■ Task description
Make a verbatim copy of the entries below; pictures stay out.

- Opening Delimiter -

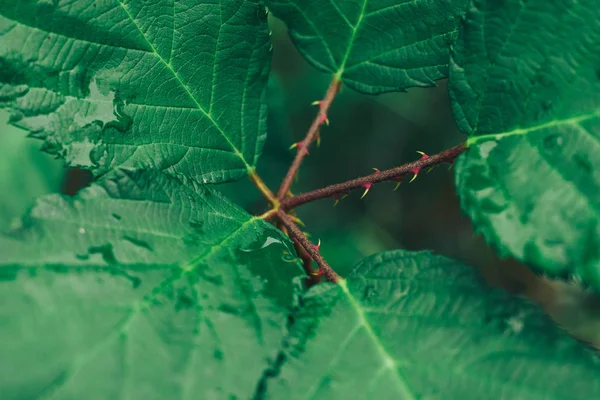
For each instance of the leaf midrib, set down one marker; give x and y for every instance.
(186, 88)
(546, 125)
(139, 307)
(388, 362)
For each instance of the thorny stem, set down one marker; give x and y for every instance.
(264, 189)
(379, 176)
(311, 135)
(296, 234)
(313, 275)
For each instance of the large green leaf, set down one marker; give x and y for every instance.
(525, 85)
(409, 325)
(21, 158)
(173, 85)
(140, 288)
(374, 45)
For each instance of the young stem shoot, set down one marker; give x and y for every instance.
(312, 134)
(296, 234)
(394, 174)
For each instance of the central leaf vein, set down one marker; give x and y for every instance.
(185, 87)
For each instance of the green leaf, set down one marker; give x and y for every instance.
(141, 288)
(177, 86)
(374, 46)
(412, 325)
(525, 85)
(20, 157)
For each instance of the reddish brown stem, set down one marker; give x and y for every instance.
(296, 234)
(311, 135)
(307, 265)
(380, 176)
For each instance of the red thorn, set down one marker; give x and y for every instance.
(323, 117)
(339, 196)
(416, 170)
(300, 146)
(318, 245)
(367, 187)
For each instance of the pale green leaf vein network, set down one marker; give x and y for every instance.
(352, 38)
(547, 125)
(373, 59)
(388, 362)
(185, 87)
(142, 305)
(314, 27)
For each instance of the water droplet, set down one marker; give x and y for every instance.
(553, 142)
(106, 251)
(369, 292)
(583, 163)
(228, 309)
(547, 104)
(493, 203)
(135, 281)
(183, 301)
(124, 121)
(197, 226)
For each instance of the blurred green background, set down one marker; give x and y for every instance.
(366, 132)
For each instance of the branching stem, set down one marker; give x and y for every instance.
(311, 135)
(393, 174)
(295, 233)
(264, 189)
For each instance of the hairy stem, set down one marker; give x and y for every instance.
(307, 265)
(311, 135)
(296, 234)
(388, 175)
(263, 188)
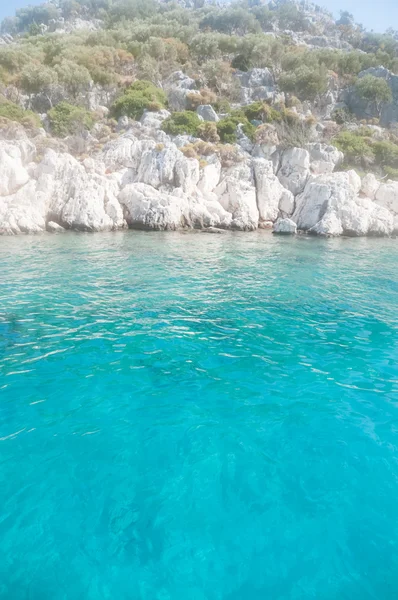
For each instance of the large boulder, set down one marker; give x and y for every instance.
(147, 208)
(210, 175)
(285, 226)
(13, 174)
(272, 198)
(324, 158)
(329, 205)
(76, 199)
(369, 186)
(236, 194)
(295, 169)
(387, 196)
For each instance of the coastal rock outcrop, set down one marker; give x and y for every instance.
(329, 205)
(140, 183)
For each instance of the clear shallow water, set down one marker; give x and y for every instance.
(198, 417)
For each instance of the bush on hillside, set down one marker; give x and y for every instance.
(180, 123)
(13, 112)
(356, 148)
(208, 132)
(305, 83)
(140, 96)
(67, 119)
(375, 90)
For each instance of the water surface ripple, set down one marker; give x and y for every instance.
(198, 417)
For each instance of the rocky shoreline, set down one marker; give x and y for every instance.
(143, 180)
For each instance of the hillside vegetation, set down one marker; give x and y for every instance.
(73, 60)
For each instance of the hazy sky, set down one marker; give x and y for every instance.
(373, 15)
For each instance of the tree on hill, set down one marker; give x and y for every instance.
(375, 90)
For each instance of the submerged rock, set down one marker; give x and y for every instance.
(53, 227)
(285, 226)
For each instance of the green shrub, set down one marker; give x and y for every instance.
(14, 112)
(374, 89)
(341, 116)
(180, 123)
(305, 82)
(392, 172)
(66, 119)
(386, 154)
(208, 132)
(226, 129)
(140, 96)
(356, 148)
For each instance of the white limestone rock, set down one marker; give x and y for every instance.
(295, 169)
(53, 227)
(125, 152)
(210, 175)
(355, 180)
(330, 206)
(324, 158)
(24, 211)
(369, 186)
(285, 226)
(75, 199)
(148, 208)
(13, 174)
(237, 195)
(387, 196)
(272, 197)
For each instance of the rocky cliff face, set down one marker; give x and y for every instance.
(143, 180)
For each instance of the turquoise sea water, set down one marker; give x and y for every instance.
(198, 417)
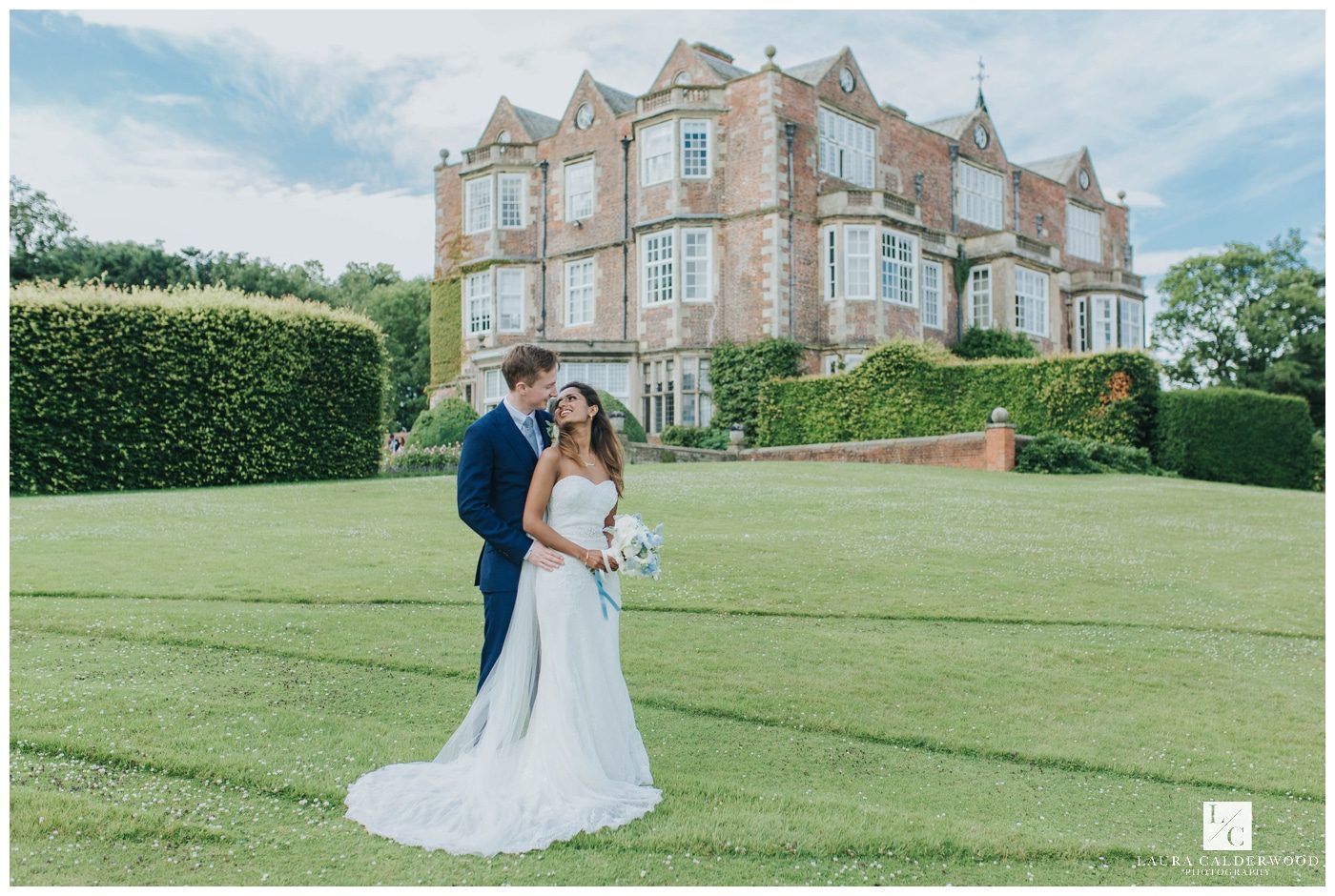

- Closing Delimiter -

■ Response area
For each instance of the leaf midrib, set down one marker; give x and y for every instance.
(186, 88)
(546, 125)
(139, 307)
(388, 362)
For each instance of the thorny stem, set down one marker; give x and y for every instance.
(264, 189)
(379, 176)
(311, 135)
(296, 234)
(313, 275)
For each instance of the large green leaf, set down one marker; give x and y for every instance.
(525, 85)
(409, 325)
(21, 158)
(173, 85)
(140, 288)
(374, 45)
For each instance of the young stem shoot, set down one marker; give x and y for every instance.
(312, 134)
(296, 234)
(394, 174)
For each instance of the central leaf vein, set down one marker; give x and y for every instance.
(185, 87)
For each instance of the green leaf, set down one marker; give x and y for every instance.
(141, 288)
(177, 86)
(374, 46)
(412, 325)
(525, 85)
(20, 157)
For each instance of the reddish brown stem, set down one marker; give x and y for every instance.
(296, 234)
(311, 135)
(307, 265)
(380, 176)
For each instance of the red thorn, set down one marker; give x and y for every instance.
(323, 117)
(339, 196)
(416, 170)
(300, 146)
(318, 245)
(367, 187)
For each instance of the pale green leaf vein network, set down one marker; give x and y for every instance.
(352, 38)
(547, 125)
(373, 59)
(388, 362)
(185, 87)
(142, 305)
(314, 27)
For each instance of the water droplet, set down one marker; give x and y for every instance.
(553, 142)
(106, 251)
(369, 292)
(583, 163)
(228, 309)
(547, 104)
(493, 203)
(135, 281)
(183, 301)
(124, 121)
(197, 226)
For each instance of the blurred green background, set down one marker; give x and y for every instance.
(366, 132)
For each instance of the branching stem, set down one marker; give x and y for every instance.
(311, 135)
(393, 174)
(295, 233)
(264, 189)
For each instance of the hairy stem, set down one marker; give x and y for every instance.
(307, 265)
(311, 135)
(296, 234)
(388, 175)
(263, 188)
For each instance of the large boulder, set down one marker; give x and y for every instance.
(147, 208)
(210, 175)
(285, 226)
(13, 174)
(272, 198)
(324, 158)
(329, 205)
(76, 199)
(369, 186)
(236, 194)
(295, 169)
(387, 196)
For each instance of the coastal rock outcrop, set down one marker; give x and y for every instance.
(329, 205)
(140, 183)
For each instance of the clear shallow water, set down one marker; give x and y for every instance.
(198, 417)
For each instance of the bush on hillside, set down one marker; give x and y for every instance.
(180, 123)
(13, 112)
(356, 148)
(208, 132)
(305, 83)
(140, 96)
(67, 119)
(375, 90)
For each instance of the water surface ripple, set down one marker; give x and y for every instance.
(198, 417)
For each instance of the rocky shoreline, set down one marker; give x and y for every instance.
(143, 180)
For each instance of the hillside vegetation, set down one marker; give x and y for every instance.
(73, 60)
For each instance of the hazy sky, set down one marker; give x and y for every instance.
(373, 15)
For each instance of the tree on hill, set down one marker; give x and y for every instance.
(375, 90)
For each instance of the submerged rock, set down one marker; give x and y for every instance.
(53, 227)
(285, 226)
For each instance of the green shrub, set down one marker; give x and y for every instance.
(14, 112)
(374, 89)
(341, 116)
(180, 123)
(305, 82)
(392, 172)
(66, 119)
(386, 154)
(208, 132)
(226, 129)
(140, 96)
(356, 148)
For each instance of the white limestone rock, set down one marker; give x and y for every instance.
(295, 169)
(53, 227)
(125, 152)
(210, 175)
(355, 180)
(330, 206)
(324, 158)
(24, 211)
(369, 186)
(285, 226)
(75, 199)
(148, 208)
(13, 174)
(237, 195)
(387, 196)
(272, 197)
For each instance of the rocky cliff face, set down one marker; give x and y for every instance.
(143, 180)
For each instance of the turquoise sea water, set down one marker; give x and y for every instance.
(198, 417)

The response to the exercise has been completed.